▶ _SHORT TASK A_
In the article on standards-based networking IP cores below, what do most vendors offer when a core's features don't exactly match what an application needs?

▶ _SELECTION_
——————

Standards-Based IP Cores Ease Networking IC Design

By Doug Bush, Xelic

With market pressures increasing, designers need to turn to off-the shelf networking cores for their chip or FPGA architectures. Here's a guide for choosing the right core for your application.

 In order to support the existing and future networking demands of customers, manufacturers are racing to provide competitive advantages and higher levels of integration to accompany their unique Intellectual Property (IP) for products that differentiate them from the rest. These products are often based on protocols such as ATM, POS, GFP, Sonet/SDH, and Digital Wrapper (G.709).

To maintain profitability while providing more features at a lower price point, organizations have been forced to streamline operations and sharpen the focus of internal resources on their own specialized IP. In support of this process, many companies are forming partnerships with third-party providers to acquire IP cores that implement any number of networking protocols in use today. This approach offers considerable advantages over the old paradigm but it also forces designers to implement new evaluation processes during the design stages.

In this article, we'll describe standards-based networking cores and discuss advantages, selection considerations, and integration procedures. We'll also apply these criteria in a few application examples.

Standards-Based Networking Cores: Why They Shine?
The recent downturn in sales of networking equipment does not exempt the networking industry from needing to continue to invest in reinventing itself. One way for designers to re-invent their design process lies in how they deal with technologies developed in standards bodies.

Traditionally, chip and system houses have spent tons of money implementing a standards-based technology in a chip design. However, with cost pressures rising and design teams shrinking, these same organizations are finding it hard to keep up with every new spec or tweak to a spec released to the market.

To solve this problem, designers can turn to third-party manufacturers to produce IP cores that provide the latest implementations of a standard. Leveraging these third-party cores allows organizations to dedicate internal resources on the development of their unique IP without having to spend the time and carry additional headcount necessary for the development of standards-based functionality.

As always, ASIC products must come out of fabrication working right the first time to avoid costly re-spins and lost revenue from delayed product introductions. Standards-based cores offer a low risk option for what can be a significant portion of the ASIC gate count while at the same time provide the advantage of reliability. Standards-based cores typically come validated in either a previous ASIC implementation and/or a development platform that implements an FPGA showcasing functionality (Figure 1). This ensures the operation of the core in customer applications and significantly increases the chances of first time silicon success for integrated product solutions.

Figure 1: Diagram of a standards-based networking core evaluation platform.

Selection Criteria
There are many vendors who provide standards-based cores for a variety of networking applications. The process for selecting which core is right for a particular solution will depend on a number of factors. Customers have to weigh the importance of each attribute when selecting their core provider. At a minimum, the following considerations should be made in order to select the right core for the job:

1. Functionality
Perhaps the most obvious requirement for core selection is functionality. The core must contain the functionality and features required for the target application. In some cases there may not be an exact match of features required but most vendors offer the ability make enhancements or modifications to the core for an additional fee.

2. Documentation
The documentation that accompanies a core should come complete with a product brief, datasheet or design specification, verification plan, and a hardware validation users guide if an FPGA based evaluation platform exists.

3. Compliance to Standards
Networking standards are constantly evolving with enhancements being made all the time. It is important to ensure that the core being investigated is compliant with the appropriate standards in force.

——————

▶ _INFORMATION PROVIDED_
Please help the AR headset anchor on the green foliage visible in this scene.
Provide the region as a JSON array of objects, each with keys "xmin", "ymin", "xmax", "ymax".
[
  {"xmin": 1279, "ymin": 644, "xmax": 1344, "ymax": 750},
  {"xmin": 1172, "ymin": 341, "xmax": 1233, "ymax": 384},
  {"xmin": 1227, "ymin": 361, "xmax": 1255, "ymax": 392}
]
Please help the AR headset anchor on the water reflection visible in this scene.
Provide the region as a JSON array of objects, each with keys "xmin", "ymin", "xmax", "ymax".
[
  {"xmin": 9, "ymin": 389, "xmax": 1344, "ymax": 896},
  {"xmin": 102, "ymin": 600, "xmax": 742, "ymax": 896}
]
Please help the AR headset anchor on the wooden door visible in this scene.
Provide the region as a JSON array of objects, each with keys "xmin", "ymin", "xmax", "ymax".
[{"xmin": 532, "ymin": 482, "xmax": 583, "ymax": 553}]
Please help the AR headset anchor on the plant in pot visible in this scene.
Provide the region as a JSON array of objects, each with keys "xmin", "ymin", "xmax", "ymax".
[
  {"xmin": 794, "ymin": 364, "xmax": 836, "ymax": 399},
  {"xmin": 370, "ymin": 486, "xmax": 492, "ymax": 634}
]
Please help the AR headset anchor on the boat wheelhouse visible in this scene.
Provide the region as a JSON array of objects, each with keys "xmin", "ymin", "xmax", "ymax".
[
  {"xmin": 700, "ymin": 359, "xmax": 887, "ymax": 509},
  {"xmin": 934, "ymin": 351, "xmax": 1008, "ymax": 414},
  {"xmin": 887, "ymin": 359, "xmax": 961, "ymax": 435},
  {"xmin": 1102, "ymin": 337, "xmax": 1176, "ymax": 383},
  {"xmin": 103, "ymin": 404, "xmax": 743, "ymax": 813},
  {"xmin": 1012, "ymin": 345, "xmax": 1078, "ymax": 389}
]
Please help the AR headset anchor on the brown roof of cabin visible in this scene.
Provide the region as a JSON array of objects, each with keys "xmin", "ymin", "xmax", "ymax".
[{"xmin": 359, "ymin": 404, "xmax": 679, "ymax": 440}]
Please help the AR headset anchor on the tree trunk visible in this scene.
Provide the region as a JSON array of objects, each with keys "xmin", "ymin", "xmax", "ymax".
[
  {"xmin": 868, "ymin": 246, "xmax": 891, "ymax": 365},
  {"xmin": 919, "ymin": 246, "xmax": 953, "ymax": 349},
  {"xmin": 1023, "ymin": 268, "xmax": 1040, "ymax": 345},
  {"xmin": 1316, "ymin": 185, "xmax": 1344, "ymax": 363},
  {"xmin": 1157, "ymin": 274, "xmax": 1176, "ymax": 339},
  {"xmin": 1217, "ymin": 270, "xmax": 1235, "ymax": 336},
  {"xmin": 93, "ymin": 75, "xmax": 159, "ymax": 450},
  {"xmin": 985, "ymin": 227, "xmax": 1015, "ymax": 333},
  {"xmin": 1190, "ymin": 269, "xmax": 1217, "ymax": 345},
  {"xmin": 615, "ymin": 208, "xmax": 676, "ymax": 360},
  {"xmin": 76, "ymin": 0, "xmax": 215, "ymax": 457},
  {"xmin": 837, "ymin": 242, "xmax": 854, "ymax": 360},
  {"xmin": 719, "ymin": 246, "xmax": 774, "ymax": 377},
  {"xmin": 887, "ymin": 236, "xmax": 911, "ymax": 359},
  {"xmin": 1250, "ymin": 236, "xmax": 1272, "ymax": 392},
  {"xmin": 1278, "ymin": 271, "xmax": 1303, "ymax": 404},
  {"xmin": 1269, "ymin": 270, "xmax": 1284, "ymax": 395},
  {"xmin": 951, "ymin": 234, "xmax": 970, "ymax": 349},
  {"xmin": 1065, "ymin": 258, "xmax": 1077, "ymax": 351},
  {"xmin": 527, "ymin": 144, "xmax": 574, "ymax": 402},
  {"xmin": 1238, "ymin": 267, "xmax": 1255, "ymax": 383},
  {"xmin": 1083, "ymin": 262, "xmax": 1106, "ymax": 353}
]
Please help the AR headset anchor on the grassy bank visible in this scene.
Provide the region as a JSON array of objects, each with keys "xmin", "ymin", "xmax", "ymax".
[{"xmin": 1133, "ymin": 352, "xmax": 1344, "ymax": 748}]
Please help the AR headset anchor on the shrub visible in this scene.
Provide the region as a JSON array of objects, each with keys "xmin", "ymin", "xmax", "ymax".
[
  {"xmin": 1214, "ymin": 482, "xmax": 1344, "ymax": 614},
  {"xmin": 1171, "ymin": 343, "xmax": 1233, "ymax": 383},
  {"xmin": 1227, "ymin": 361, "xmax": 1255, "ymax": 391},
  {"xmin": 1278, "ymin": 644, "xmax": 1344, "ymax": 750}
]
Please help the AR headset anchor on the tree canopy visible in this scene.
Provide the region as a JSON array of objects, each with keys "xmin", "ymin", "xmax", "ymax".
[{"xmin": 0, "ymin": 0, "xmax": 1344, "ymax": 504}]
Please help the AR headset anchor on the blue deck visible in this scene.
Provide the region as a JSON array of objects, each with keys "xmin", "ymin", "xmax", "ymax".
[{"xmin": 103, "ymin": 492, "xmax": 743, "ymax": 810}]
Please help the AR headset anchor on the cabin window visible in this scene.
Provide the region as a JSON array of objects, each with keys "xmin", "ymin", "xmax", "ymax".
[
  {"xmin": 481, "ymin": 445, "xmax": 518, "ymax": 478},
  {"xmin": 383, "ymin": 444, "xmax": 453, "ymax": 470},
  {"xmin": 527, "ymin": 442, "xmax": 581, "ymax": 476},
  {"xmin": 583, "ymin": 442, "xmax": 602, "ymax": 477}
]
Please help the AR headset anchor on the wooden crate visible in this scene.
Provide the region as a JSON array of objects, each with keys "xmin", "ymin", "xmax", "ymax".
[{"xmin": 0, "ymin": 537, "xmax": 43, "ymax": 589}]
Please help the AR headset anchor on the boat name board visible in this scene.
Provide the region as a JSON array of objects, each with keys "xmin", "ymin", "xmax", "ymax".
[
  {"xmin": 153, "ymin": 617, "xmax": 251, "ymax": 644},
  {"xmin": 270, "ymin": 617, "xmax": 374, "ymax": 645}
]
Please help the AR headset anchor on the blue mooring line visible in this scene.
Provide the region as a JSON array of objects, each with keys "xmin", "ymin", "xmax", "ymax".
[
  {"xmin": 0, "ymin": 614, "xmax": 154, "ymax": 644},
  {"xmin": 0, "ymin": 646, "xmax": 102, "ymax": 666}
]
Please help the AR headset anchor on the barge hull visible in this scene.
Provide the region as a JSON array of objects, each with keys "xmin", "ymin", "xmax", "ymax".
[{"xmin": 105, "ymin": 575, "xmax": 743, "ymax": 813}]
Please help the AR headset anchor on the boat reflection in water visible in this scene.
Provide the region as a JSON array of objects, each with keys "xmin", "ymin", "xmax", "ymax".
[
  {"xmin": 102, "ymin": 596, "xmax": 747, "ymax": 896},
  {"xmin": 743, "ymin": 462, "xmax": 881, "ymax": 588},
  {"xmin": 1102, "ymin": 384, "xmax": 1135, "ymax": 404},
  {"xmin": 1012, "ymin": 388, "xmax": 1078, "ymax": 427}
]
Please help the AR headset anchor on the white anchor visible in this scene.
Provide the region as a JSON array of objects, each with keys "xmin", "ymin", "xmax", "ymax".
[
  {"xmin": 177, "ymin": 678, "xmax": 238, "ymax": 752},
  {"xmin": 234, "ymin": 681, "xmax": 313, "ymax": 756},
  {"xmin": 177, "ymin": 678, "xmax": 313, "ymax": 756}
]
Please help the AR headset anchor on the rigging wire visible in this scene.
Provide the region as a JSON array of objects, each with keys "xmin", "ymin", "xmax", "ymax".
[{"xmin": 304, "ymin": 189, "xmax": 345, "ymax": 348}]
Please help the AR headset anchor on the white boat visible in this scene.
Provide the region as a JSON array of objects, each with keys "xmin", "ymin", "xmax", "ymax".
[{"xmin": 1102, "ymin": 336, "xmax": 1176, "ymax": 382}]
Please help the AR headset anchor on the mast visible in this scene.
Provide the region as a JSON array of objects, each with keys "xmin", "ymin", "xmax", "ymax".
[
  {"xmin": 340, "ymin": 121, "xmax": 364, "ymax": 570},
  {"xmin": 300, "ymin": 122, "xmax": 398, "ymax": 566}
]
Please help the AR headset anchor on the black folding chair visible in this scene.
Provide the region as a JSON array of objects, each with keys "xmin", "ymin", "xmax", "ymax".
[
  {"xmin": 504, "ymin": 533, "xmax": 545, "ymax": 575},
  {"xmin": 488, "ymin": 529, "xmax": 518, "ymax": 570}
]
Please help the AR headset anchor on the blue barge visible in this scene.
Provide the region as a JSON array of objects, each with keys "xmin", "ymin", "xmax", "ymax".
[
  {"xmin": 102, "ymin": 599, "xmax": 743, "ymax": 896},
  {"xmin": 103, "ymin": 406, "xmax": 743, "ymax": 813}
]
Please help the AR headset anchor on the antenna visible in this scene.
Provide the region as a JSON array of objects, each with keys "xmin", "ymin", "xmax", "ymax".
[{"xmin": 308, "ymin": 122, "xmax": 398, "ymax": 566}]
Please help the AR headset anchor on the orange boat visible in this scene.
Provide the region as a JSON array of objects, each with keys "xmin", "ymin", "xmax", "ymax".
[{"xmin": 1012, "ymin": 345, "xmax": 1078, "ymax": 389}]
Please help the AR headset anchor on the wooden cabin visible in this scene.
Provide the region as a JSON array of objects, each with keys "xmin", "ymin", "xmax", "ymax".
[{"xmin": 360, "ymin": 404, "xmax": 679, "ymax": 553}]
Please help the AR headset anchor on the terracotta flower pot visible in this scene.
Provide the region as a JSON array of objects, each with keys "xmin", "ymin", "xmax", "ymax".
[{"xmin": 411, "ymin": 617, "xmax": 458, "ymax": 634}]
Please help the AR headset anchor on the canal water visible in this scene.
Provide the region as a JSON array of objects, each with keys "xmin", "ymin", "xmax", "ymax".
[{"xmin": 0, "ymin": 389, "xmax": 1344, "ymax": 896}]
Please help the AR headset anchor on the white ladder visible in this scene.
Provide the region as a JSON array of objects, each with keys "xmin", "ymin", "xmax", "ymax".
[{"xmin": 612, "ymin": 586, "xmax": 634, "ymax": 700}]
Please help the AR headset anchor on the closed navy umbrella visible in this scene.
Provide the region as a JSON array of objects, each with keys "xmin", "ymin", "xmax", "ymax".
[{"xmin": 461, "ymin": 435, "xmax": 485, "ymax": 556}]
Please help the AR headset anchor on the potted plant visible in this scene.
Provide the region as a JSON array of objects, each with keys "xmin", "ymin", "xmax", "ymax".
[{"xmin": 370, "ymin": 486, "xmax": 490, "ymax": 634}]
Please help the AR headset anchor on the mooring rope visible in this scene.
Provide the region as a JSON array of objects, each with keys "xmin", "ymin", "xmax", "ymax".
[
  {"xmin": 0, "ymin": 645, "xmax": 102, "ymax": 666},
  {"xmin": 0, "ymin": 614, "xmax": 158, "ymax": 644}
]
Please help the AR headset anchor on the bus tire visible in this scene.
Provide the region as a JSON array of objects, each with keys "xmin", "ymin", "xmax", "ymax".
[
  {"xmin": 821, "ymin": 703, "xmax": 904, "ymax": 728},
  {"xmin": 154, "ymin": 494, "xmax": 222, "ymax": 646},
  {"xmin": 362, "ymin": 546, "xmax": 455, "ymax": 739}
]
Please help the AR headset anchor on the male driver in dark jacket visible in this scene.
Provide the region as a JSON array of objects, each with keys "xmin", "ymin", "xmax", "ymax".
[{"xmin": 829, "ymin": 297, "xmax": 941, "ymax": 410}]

——————

▶ _SHORT TASK B_
How many lines of the entries above contain the word "plant"? Reply with only the number.

▶ _EXERCISE RESPONSE A_
They offer to make enhancements or modifications to the core for an additional fee.

▶ _EXERCISE RESPONSE B_
2